**Extracted text**
##########

Skip to content

Multi-Region Active-Active Writes

Multi-Region Active-Active Writes — Sub-100ms Global Sync

Crate: heliosdb-cluster/crates/active-active (50+ tests, production), heliosdb-cluster/crates/multiregion (architecture-complete, example stubbed pending API) Status: Active-active engine production; full multi-region setup-script example marked “requires API methods not yet implemented” in source — see Section 10. ARR: $60M-$100M (per audit)


UVP

Postgres replication is single-leader. Spanner is closed-source. CockroachDB and YugabyteDB are leader-per-range. HeliosDB Full ships the first PostgreSQL-compatible database with true active-active writes — write to any region, read from any region, with strong, causal, eventual, or session consistency you pick per workload. Cross-region latency lands at ~100ms strong / ~10ms eventual on a 3-region setup, with last-write-wins / first-write-wins / region-priority conflict resolution baked in. The same SQL, three regions, no leader pinning.


Prerequisites

  • A working 3-node Raft cluster — see raft-setup.md.
  • Three regions (anything tagged RegionId(0..n) — typically AWS regions, Azure zones, or GCP regions).
  • HeliosDB Full v7.x+ on every node.
  • About 30 minutes.

1. Two Layers, One Database

The Full edition has two cooperating multi-region subsystems, both inside heliosdb-cluster/crates:

LayerCrateJob
Active-active write engineactive-activeper-row writes, version vectors, conflict resolution, partition tolerance
Multi-region cluster managermultiregionregion topology, WAL streaming, global 2PC, query routing, health monitor

The active-active engine is what makes “write anywhere” actually work. The multiregion cluster manager is what wires regions together. They are designed to be used together.


2. Pick a Consistency Model

Per the active-active README, four are supported:

ModelLatency (3 regions)Use case
Strong (2PC linearizable)~100msfinancial transactions, inventory
Eventual (async replication)~10mssocial feeds, analytics, logs
Causal (preserves causality)~50mscomment threads, workflows
Session (read-your-writes)~40msuser sessions, shopping carts

You pick this per ActiveActiveManager, not per query — choose based on the dominant workload.

##########

**Material provided**

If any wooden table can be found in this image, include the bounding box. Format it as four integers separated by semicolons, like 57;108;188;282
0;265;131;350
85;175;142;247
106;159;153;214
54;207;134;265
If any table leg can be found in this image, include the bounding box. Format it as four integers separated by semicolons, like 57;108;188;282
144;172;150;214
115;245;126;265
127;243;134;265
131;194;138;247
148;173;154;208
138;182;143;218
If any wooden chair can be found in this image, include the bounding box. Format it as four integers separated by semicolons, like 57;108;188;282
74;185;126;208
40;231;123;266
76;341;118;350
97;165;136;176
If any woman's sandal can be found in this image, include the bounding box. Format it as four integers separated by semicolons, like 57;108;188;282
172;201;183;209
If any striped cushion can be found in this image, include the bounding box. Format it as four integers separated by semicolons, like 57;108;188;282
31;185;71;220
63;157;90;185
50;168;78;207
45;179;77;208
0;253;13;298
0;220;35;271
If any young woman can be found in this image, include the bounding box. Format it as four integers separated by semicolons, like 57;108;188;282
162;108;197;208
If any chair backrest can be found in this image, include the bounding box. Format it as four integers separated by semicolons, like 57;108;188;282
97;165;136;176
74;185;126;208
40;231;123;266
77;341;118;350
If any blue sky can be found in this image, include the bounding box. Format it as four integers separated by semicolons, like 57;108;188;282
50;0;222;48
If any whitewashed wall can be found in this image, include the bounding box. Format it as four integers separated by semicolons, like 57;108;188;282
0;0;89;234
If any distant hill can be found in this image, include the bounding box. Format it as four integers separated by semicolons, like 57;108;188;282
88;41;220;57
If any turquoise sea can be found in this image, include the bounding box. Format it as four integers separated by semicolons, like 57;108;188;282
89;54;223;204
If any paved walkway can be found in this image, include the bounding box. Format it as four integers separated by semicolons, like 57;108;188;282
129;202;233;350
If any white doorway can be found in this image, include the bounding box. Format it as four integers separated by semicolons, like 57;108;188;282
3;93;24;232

##########

**The problem**
Answer these questions from the active-active writes text:
1. How many nodes does the Raft cluster in the prerequisites need?
2. Which crate handles WAL streaming and query routing?
3. What latency does the causal consistency model have on three regions?

**Final answer**
1. Three nodes.
2. The multiregion crate, the multi-region cluster manager.
3. About 50ms.